◆ WHAT TO PRODUCE
Make an exact copy of the entries, taking out every picture.

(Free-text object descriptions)
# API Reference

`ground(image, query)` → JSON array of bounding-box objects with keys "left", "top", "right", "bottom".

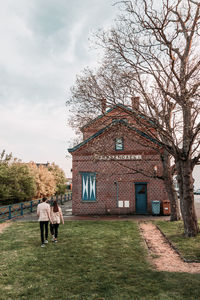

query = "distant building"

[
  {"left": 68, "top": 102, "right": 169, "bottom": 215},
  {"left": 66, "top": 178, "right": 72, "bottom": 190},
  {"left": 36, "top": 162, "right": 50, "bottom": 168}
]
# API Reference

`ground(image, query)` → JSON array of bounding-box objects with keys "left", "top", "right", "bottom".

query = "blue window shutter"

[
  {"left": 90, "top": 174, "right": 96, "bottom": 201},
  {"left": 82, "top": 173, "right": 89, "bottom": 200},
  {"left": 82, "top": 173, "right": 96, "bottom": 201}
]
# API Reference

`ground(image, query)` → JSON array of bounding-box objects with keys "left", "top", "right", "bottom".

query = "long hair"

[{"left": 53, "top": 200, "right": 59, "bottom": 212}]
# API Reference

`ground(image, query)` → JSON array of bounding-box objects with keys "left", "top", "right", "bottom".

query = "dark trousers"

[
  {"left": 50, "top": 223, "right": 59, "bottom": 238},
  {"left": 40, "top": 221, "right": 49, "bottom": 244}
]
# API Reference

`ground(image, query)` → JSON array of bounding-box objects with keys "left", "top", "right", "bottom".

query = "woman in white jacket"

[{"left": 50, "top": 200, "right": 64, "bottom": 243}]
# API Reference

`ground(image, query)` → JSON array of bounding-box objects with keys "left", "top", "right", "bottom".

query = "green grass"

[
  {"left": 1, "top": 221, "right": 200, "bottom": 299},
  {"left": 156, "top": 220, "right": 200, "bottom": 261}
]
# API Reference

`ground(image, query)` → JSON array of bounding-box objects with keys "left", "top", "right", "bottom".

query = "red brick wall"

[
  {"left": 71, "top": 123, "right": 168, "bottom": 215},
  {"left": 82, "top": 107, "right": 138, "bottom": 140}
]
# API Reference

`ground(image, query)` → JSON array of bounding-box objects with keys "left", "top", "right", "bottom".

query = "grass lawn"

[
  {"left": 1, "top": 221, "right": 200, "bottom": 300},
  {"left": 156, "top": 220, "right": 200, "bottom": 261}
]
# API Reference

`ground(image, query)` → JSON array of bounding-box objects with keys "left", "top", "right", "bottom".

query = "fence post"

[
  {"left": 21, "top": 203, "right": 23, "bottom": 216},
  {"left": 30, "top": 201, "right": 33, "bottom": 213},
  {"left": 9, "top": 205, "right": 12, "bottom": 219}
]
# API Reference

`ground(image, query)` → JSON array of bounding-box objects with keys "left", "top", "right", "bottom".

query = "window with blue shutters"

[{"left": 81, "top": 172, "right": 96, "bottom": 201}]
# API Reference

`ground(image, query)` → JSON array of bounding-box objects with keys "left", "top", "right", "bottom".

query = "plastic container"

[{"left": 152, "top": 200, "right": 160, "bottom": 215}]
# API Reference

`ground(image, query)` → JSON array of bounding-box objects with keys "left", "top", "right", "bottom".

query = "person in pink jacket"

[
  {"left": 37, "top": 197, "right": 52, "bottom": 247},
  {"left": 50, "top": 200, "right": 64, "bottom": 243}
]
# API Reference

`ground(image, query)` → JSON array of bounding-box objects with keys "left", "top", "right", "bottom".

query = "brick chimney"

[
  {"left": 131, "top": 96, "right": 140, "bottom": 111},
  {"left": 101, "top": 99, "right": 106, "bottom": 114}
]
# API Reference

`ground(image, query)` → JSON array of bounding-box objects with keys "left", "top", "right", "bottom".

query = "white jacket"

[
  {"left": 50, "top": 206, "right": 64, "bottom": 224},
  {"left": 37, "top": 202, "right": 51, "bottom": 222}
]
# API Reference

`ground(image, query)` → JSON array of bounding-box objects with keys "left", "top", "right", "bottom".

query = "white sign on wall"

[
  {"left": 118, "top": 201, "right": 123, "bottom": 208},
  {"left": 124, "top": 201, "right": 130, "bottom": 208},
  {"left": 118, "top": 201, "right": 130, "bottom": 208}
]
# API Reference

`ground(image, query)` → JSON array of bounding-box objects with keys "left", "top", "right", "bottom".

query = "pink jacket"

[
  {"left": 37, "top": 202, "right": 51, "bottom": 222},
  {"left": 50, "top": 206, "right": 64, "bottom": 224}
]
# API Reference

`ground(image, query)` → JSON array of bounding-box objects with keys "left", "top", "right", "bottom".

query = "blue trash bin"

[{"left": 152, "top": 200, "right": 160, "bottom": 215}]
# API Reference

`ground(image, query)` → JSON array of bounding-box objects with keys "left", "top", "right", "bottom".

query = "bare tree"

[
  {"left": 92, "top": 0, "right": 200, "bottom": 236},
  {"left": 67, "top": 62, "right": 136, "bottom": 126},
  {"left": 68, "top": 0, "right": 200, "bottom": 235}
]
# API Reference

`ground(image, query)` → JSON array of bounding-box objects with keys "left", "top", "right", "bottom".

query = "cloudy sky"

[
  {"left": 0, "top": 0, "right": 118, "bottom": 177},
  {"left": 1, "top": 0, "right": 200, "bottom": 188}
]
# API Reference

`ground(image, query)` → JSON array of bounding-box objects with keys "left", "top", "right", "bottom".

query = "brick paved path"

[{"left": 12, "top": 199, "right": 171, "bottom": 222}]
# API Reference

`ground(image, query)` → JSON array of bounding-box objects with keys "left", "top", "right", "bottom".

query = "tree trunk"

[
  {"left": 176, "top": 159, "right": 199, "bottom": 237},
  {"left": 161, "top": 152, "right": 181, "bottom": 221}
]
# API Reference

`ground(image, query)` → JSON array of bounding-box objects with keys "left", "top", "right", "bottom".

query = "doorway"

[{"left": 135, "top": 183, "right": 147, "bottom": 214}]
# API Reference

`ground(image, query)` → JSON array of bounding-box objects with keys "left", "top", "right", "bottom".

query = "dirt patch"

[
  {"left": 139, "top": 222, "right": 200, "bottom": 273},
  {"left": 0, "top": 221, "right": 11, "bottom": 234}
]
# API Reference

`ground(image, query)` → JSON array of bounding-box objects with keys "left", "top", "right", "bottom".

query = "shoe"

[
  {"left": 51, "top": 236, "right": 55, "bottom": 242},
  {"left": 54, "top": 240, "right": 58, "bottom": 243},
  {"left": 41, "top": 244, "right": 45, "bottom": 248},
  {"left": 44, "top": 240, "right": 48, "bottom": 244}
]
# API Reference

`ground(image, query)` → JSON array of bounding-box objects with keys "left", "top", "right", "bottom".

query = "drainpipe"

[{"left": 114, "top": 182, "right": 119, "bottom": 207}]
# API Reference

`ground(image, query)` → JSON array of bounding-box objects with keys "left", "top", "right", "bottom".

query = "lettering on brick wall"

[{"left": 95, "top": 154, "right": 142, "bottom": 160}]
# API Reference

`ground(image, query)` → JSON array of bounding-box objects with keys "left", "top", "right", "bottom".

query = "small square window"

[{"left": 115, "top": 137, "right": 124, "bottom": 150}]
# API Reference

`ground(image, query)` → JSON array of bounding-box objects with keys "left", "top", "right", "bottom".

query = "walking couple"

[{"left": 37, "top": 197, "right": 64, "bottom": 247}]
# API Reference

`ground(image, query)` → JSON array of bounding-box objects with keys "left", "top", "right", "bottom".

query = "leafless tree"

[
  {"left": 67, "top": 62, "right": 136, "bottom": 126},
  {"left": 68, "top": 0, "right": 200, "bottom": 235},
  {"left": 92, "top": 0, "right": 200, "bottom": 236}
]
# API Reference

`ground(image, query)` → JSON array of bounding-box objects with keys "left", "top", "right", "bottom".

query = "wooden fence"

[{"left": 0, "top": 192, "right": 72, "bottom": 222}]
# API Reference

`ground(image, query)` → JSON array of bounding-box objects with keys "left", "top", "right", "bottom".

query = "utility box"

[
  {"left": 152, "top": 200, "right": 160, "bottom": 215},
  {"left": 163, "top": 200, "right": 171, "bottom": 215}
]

◆ SOLUTION TO THIS EXERCISE
# API Reference

`ground(image, query)` → JSON array of bounding-box objects with keys "left", "top", "right", "bottom".


query = "distant building"

[
  {"left": 68, "top": 102, "right": 169, "bottom": 215},
  {"left": 66, "top": 178, "right": 72, "bottom": 190},
  {"left": 36, "top": 162, "right": 50, "bottom": 168}
]
# API Reference

`ground(image, query)` → JSON array of bounding-box objects with keys "left", "top", "right", "bottom".

query = "blue window shutter"

[
  {"left": 90, "top": 174, "right": 96, "bottom": 201},
  {"left": 82, "top": 173, "right": 89, "bottom": 200},
  {"left": 82, "top": 173, "right": 96, "bottom": 201}
]
# API Reference

`ground(image, query)` → JSON array of bounding-box objects with keys "left", "top", "right", "bottom".

query = "long hair"

[{"left": 53, "top": 200, "right": 59, "bottom": 212}]
# API Reference

`ground(image, query)` → JSON array of bounding-box objects with keys "left", "top", "right", "bottom".

query = "dark trousers"

[
  {"left": 50, "top": 223, "right": 59, "bottom": 238},
  {"left": 40, "top": 221, "right": 49, "bottom": 244}
]
# API Reference

`ground(image, query)` → JSON array of bounding-box objects with keys "left", "top", "right", "bottom".

query = "woman in white jacket"

[{"left": 50, "top": 200, "right": 64, "bottom": 243}]
# API Reference

`ground(image, query)` → JSON array of bounding-box objects with keys "left", "top", "right", "bottom".

query = "green grass"

[
  {"left": 1, "top": 221, "right": 200, "bottom": 299},
  {"left": 156, "top": 220, "right": 200, "bottom": 261}
]
# API Reference

`ground(image, query)` → JSON array of bounding-box objects with keys "left", "top", "right", "bottom".

query = "red brick wall"

[
  {"left": 71, "top": 123, "right": 168, "bottom": 215},
  {"left": 82, "top": 107, "right": 138, "bottom": 140}
]
# API Reference

`ground(image, query)` → JSON array of bounding-box objects with keys "left", "top", "right", "bottom".

query = "grass lawn"

[
  {"left": 1, "top": 221, "right": 200, "bottom": 300},
  {"left": 156, "top": 220, "right": 200, "bottom": 261}
]
# API Reference

`ground(image, query)` → JSON array of bounding-box objects with keys "left", "top", "right", "bottom".

query = "fence post"

[
  {"left": 21, "top": 203, "right": 23, "bottom": 216},
  {"left": 30, "top": 201, "right": 33, "bottom": 213},
  {"left": 9, "top": 205, "right": 12, "bottom": 219}
]
# API Reference

`ground(image, query)` → JSON array of bounding-box objects with keys "left", "top", "right", "bottom".

query = "window with blue shutters"

[{"left": 81, "top": 172, "right": 96, "bottom": 201}]
# API Reference

`ground(image, query)` → JSON array of bounding-box objects with keys "left", "top", "right", "bottom".

query = "plastic container"

[{"left": 152, "top": 200, "right": 160, "bottom": 215}]
# API Reference

`ground(image, query)` → JSON array of bounding-box objects with keys "left", "top", "right", "bottom".

query = "person in pink jacket"

[
  {"left": 37, "top": 197, "right": 52, "bottom": 247},
  {"left": 50, "top": 200, "right": 64, "bottom": 243}
]
# API Reference

`ground(image, query)` → JSON array of bounding-box objects with keys "left", "top", "right", "bottom".

query = "brick chimney"

[
  {"left": 131, "top": 96, "right": 140, "bottom": 111},
  {"left": 101, "top": 99, "right": 106, "bottom": 114}
]
# API Reference

`ground(image, query)` → JSON array of bounding-box objects with keys "left", "top", "right", "bottom".

query = "white jacket"

[
  {"left": 50, "top": 206, "right": 64, "bottom": 224},
  {"left": 37, "top": 202, "right": 51, "bottom": 222}
]
# API Reference

`ground(image, query)` → JSON array of bounding-box objects with keys "left", "top", "right", "bottom".

query = "white sign on wall"

[
  {"left": 118, "top": 201, "right": 123, "bottom": 208},
  {"left": 124, "top": 201, "right": 130, "bottom": 208},
  {"left": 118, "top": 201, "right": 130, "bottom": 208}
]
# API Reference

`ground(image, query)` → JSON array of bounding-box objects with keys "left", "top", "right", "bottom".

query = "pink jacket"

[
  {"left": 37, "top": 202, "right": 51, "bottom": 222},
  {"left": 50, "top": 206, "right": 64, "bottom": 224}
]
# API Reference

`ground(image, query)` → JSON array of bounding-box objects with keys "left", "top", "right", "bottom".

query = "blue trash bin"

[{"left": 152, "top": 200, "right": 160, "bottom": 215}]
# API Reference

`ground(image, query)` → JSON array of bounding-box objects with keys "left", "top", "right", "bottom".

query = "bare tree"

[
  {"left": 92, "top": 0, "right": 200, "bottom": 236},
  {"left": 67, "top": 62, "right": 136, "bottom": 126},
  {"left": 68, "top": 0, "right": 200, "bottom": 235}
]
# API Reference

`ground(image, query)` → JSON array of bounding-box objects with keys "left", "top", "right", "bottom".

query = "cloudy sky"

[
  {"left": 0, "top": 0, "right": 118, "bottom": 177},
  {"left": 1, "top": 0, "right": 200, "bottom": 188}
]
# API Reference

`ground(image, query)` → JSON array of bounding-box objects with keys "left", "top", "right", "bottom".

query = "brick paved path"

[{"left": 12, "top": 199, "right": 171, "bottom": 222}]
# API Reference

`ground(image, query)` → JSON array of bounding-box objects with keys "left", "top", "right", "bottom".

query = "tree trunk"

[
  {"left": 176, "top": 159, "right": 199, "bottom": 237},
  {"left": 161, "top": 152, "right": 181, "bottom": 221}
]
# API Reference

`ground(image, query)` → JSON array of bounding-box objects with keys "left", "top", "right", "bottom".

query = "doorway"

[{"left": 135, "top": 183, "right": 147, "bottom": 214}]
# API Reference

`ground(image, query)` → JSON array of bounding-box objects with keys "left", "top", "right", "bottom".

query = "dirt patch"

[
  {"left": 139, "top": 222, "right": 200, "bottom": 273},
  {"left": 0, "top": 221, "right": 11, "bottom": 234}
]
# API Reference

`ground(image, query)` → JSON array of bounding-box objects with keys "left", "top", "right", "bottom".

query = "shoe"

[
  {"left": 51, "top": 236, "right": 55, "bottom": 242},
  {"left": 54, "top": 240, "right": 58, "bottom": 243},
  {"left": 41, "top": 244, "right": 45, "bottom": 248},
  {"left": 44, "top": 240, "right": 48, "bottom": 244}
]
# API Reference

`ground(image, query)` → JSON array of bounding-box objects with keys "left", "top", "right", "bottom".

query = "drainpipe"

[{"left": 114, "top": 182, "right": 119, "bottom": 207}]
# API Reference

`ground(image, query)` → JSON array of bounding-box objects with keys "left", "top", "right", "bottom".

query = "lettering on brick wall"

[{"left": 95, "top": 154, "right": 142, "bottom": 160}]
# API Reference

`ground(image, query)` → JSON array of bounding-box objects with keys "left", "top", "right", "bottom".

query = "small square window"

[{"left": 115, "top": 137, "right": 124, "bottom": 150}]
# API Reference

`ground(image, query)` → JSON array of bounding-box objects with keys "left", "top", "right", "bottom".

query = "walking couple"

[{"left": 37, "top": 197, "right": 64, "bottom": 247}]
# API Reference

`ground(image, query)` → JSON array of bounding-box objects with keys "left", "top", "right", "bottom".

query = "leafless tree"

[
  {"left": 67, "top": 62, "right": 136, "bottom": 126},
  {"left": 68, "top": 0, "right": 200, "bottom": 235},
  {"left": 92, "top": 0, "right": 200, "bottom": 236}
]
# API Reference

`ground(image, query)` → JSON array of bounding-box objects with keys "left", "top", "right", "bottom".

query = "wooden fence"

[{"left": 0, "top": 192, "right": 72, "bottom": 222}]
# API Reference

`ground(image, query)` → JSON array of bounding-box objects with keys "left", "top", "right", "bottom".

query = "utility box"

[
  {"left": 152, "top": 200, "right": 160, "bottom": 215},
  {"left": 163, "top": 200, "right": 171, "bottom": 215}
]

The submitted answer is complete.